- _INSTRUCTIONS_:
(1) Answer these from the forum thread on famous openings, one line each:
(a) Which Strauss work appears in the first post's list?
(b) In the edit note, which word was replaced with "famous and overplayed"?
(c) Which two works does shangoyal name?
(2) Write out the part of the forum thread on famous openings from "## shangoyal (Sep" to "throughout the piece.".
(3) In the forum thread on famous openings, rewrite the paragraph beginning "I can think of three well-known works" in fewer words, keeping its main points.

- _DOCUMENT PASSAGE_:
....
# Hard To Get Past The Start (But Worth It)



## Guest (Apr 9, 2014)

I can think of three well-known works where the start is so famous and overplayed it might act as a barrier to the rest of the piece. But once you get past the opening, there is a wealth of lovely music which is quite different from the start.

The ones I can think of are:
1) Strauss' Also Sprach Zarathustra
2) Orff's Carmina Burana
3) Beethoven's Symphony #5 

Any others?

Edited: 
changed "distinctive" to "famous and overplayed"
changed "acts" to "might act"


----------



## GreenMamba (Oct 14, 2012)

Are you saying you don't like the beginnings of those pieces? I don't see any need to "get past" any of these beginnings. 

For Beethoven, the starting theme is integrated into the whole first movement.


----------



## hpowders (Dec 23, 2013)

GreenMamba said:


> Are you saying you don't like the beginnings of those pieces? I don't see any need to "get past" any of these beginnings.
> 
> For Beethoven, the starting theme is integrated into the whole first movement.


I agree.


----------



## shangoyal (Sep 22, 2013)

Tchaikovsky's Piano Concerto No. 1
Schubert's 9th symphony

These are works where the beginning is so amazing and beautiful, that I almost keep missing it throughout the piece.


----------



## KenOC (Mar 7, 2011)
....
- _STORED DATA_:
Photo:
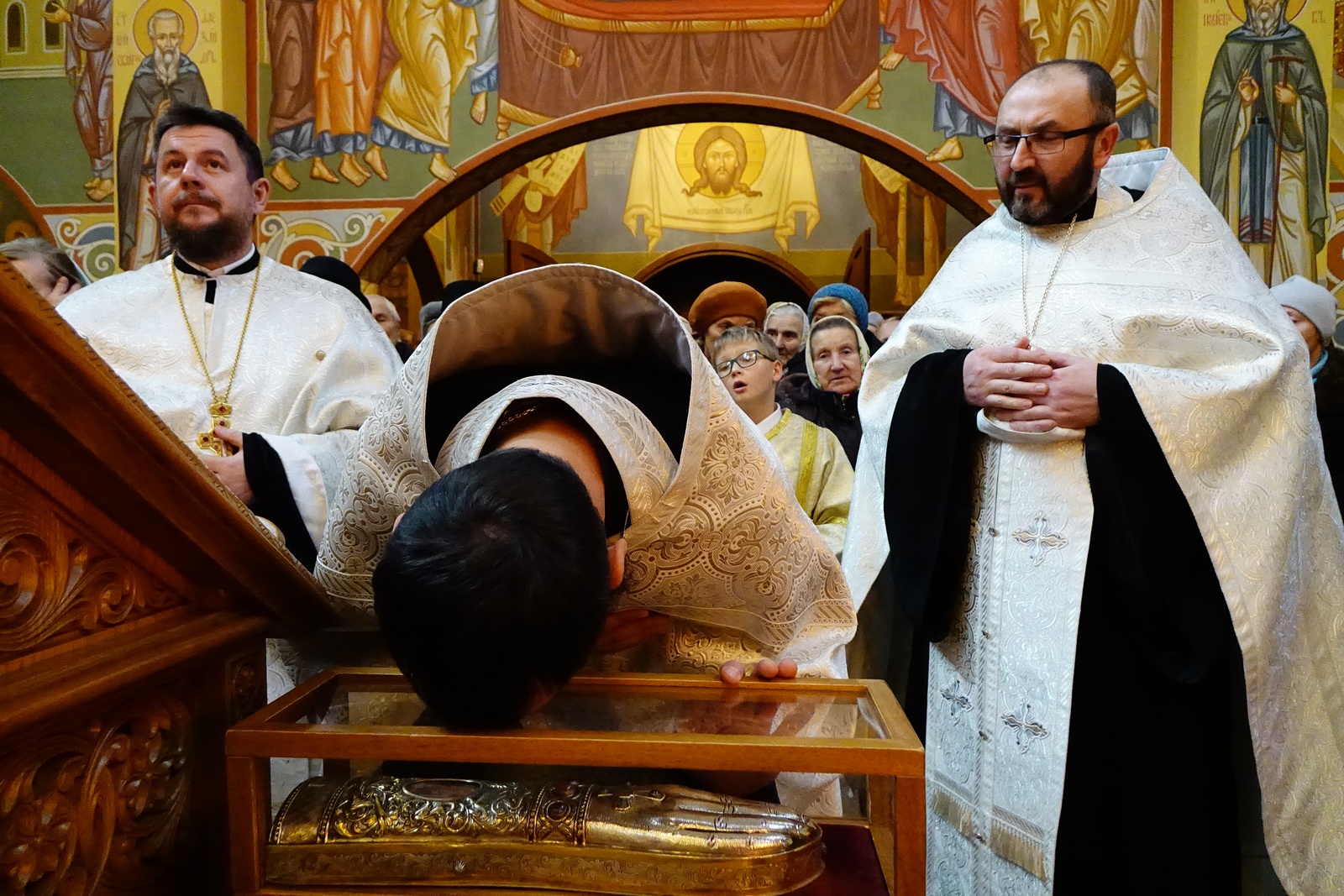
....
- _RESULTS FOR EACH TASK_:
(1)
(a) Also Sprach Zarathustra
(b) "distinctive"
(c) Tchaikovsky's Piano Concerto No. 1 and Schubert's 9th symphony

(2)
## shangoyal (Sep 22, 2013)

Tchaikovsky's Piano Concerto No. 1
Schubert's 9th symphony

These are works where the beginning is so amazing and beautiful, that I almost keep missing it throughout the piece.

(3) Three well-known works have openings so famous and overplayed that they might keep listeners from the rest of the piece. Past the opening, though, there is plenty of lovely music quite unlike the start.